(RECORDED DATA begins)

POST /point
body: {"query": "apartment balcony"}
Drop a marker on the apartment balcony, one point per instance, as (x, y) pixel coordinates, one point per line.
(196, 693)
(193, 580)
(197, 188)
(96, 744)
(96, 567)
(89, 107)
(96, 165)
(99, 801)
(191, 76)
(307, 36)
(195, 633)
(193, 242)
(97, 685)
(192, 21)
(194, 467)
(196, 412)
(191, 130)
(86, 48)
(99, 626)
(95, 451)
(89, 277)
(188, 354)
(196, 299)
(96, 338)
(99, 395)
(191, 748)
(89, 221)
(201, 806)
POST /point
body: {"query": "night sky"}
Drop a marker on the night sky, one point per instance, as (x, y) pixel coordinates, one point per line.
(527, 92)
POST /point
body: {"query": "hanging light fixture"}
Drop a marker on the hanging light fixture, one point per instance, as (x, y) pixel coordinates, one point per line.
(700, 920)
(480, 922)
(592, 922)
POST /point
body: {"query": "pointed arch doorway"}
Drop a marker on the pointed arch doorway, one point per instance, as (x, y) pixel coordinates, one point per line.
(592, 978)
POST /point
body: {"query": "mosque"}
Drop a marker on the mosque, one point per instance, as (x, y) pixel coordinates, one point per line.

(RECORDED DATA ends)

> WHAT TO DO: Within the data above, tally every line that has "mosque" in it. Answer with the number only.

> WRITTEN ANSWER: 2